## Exercise description
Copy the entries below word for word, but leave out the picture.

━━━ Material to process

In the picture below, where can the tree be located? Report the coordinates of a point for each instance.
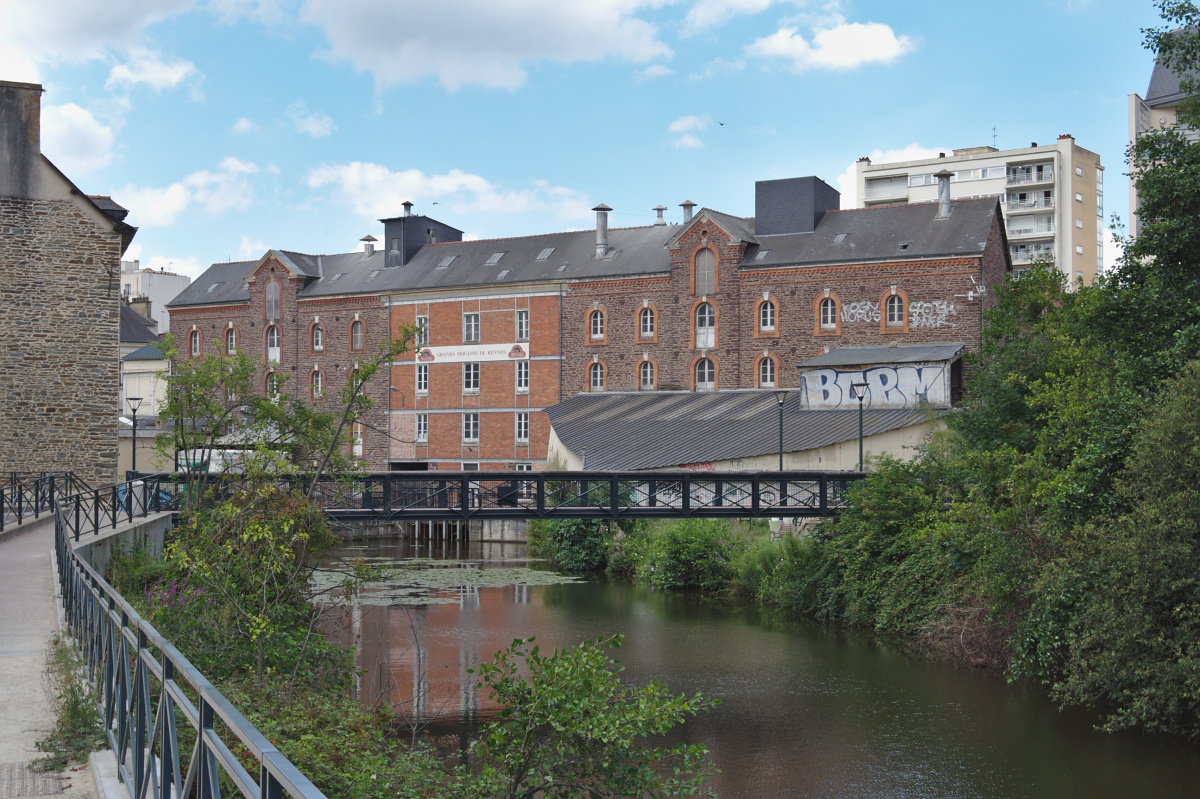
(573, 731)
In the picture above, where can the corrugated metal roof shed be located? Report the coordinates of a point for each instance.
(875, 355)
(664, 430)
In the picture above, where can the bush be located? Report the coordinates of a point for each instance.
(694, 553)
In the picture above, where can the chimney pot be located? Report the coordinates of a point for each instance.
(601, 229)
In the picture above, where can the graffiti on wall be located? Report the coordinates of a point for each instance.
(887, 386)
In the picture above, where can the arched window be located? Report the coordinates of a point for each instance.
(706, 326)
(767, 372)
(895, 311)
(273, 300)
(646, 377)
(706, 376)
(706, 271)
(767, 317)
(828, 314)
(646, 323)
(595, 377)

━━━━━━

## The solution
In the picture below, where can the tree be located? Report the coordinates of a point for each instance.
(573, 731)
In the picture above, where can the corrugated metal roof shed be located? Report the coordinates of a point for each instance.
(875, 355)
(664, 430)
In the picture above, where can the bush be located? Report the coordinates of a point for each instance.
(694, 553)
In the picture above, where can the chimney pot be located? Report the coordinates of a point for each instance.
(601, 229)
In the picture above, where can the graffiti on wall be located? Report the coordinates of a point for each instance.
(887, 386)
In the picture above, where can the arched window be located? Report the coordinates of a point for each instance.
(706, 326)
(767, 372)
(895, 311)
(273, 300)
(646, 377)
(706, 376)
(706, 271)
(767, 317)
(828, 314)
(646, 323)
(595, 377)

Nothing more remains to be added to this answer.